# DIRECTIONS FOR THIS TASK
Please find every line in the records below that contains the word "white", and copy it.

# THE DATA

--*--

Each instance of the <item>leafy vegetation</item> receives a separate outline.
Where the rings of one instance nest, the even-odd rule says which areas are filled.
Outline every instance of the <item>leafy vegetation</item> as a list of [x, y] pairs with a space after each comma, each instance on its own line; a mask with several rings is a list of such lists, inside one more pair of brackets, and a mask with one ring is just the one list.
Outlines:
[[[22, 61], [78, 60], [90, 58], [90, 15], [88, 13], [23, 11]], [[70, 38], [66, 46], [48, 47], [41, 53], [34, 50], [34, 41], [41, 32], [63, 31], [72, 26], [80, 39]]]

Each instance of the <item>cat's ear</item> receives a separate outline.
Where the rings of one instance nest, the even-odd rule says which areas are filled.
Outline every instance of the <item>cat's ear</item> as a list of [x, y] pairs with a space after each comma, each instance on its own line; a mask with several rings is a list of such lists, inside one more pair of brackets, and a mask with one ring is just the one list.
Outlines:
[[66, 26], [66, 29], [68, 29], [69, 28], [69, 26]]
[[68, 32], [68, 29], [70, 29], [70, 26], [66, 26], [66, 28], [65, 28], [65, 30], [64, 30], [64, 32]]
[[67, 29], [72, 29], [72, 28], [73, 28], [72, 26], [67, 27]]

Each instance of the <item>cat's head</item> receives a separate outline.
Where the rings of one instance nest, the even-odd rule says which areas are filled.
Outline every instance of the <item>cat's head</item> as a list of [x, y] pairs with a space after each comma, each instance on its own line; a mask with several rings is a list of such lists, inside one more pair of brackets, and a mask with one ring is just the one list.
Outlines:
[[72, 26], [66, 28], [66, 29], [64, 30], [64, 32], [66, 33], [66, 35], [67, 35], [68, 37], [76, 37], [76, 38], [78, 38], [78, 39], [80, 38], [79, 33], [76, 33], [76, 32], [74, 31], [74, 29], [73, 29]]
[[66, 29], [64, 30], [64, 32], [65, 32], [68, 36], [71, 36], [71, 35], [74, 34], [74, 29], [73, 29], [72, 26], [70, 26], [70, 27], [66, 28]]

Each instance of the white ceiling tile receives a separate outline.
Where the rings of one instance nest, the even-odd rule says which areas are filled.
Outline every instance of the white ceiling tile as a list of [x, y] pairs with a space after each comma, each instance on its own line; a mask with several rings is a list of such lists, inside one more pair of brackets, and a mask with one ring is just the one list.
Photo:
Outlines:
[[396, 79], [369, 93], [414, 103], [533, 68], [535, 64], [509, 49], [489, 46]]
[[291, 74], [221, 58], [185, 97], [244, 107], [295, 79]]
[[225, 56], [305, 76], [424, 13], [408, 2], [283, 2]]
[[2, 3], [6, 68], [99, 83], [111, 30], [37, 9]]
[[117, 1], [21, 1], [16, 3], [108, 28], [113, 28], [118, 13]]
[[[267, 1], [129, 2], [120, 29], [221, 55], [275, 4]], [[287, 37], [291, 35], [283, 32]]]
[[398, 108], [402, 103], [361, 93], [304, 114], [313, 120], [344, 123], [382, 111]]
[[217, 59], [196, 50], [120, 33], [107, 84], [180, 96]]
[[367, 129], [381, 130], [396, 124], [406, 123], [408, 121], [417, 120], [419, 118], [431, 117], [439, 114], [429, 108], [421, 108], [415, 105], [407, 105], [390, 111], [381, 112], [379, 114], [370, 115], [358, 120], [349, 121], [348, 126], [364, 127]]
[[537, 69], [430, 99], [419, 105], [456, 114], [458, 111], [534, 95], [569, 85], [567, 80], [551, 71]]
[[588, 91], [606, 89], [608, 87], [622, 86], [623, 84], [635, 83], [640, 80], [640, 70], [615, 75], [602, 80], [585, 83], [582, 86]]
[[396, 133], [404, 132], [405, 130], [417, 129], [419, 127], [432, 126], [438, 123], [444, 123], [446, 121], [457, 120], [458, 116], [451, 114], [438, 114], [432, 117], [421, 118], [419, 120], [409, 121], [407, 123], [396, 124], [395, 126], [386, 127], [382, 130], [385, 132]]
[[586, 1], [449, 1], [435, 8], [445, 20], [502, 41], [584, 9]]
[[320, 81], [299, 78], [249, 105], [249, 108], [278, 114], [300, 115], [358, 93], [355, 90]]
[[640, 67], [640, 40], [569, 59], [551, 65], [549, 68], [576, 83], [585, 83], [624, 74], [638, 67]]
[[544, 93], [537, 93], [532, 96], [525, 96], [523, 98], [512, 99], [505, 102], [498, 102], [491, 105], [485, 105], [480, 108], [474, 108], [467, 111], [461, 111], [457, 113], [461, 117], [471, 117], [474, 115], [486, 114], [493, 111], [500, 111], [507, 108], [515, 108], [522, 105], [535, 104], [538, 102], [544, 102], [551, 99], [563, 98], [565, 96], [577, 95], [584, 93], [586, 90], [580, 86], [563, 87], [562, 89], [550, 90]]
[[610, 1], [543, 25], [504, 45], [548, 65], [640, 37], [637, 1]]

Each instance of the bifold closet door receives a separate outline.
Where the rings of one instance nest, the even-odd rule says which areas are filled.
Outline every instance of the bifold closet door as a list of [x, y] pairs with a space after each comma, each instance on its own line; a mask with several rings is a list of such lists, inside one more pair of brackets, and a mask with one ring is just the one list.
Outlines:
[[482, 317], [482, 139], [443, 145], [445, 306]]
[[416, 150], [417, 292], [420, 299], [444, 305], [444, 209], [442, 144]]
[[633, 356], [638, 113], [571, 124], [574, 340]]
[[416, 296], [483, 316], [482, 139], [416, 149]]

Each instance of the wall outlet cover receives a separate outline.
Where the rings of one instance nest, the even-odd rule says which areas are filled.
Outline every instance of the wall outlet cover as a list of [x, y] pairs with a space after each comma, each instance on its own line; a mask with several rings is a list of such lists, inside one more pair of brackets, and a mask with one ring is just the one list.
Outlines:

--*--

# RESPONSE
Each instance of the white ceiling tile receives a separate outline.
Outline every instance of the white ceiling tile as a list of [x, y] pairs with a space after each comma, each instance on its own line; a mask with several rings is a list of such lists, inside one more pair of brackets, and a mask with one ring is just the one list.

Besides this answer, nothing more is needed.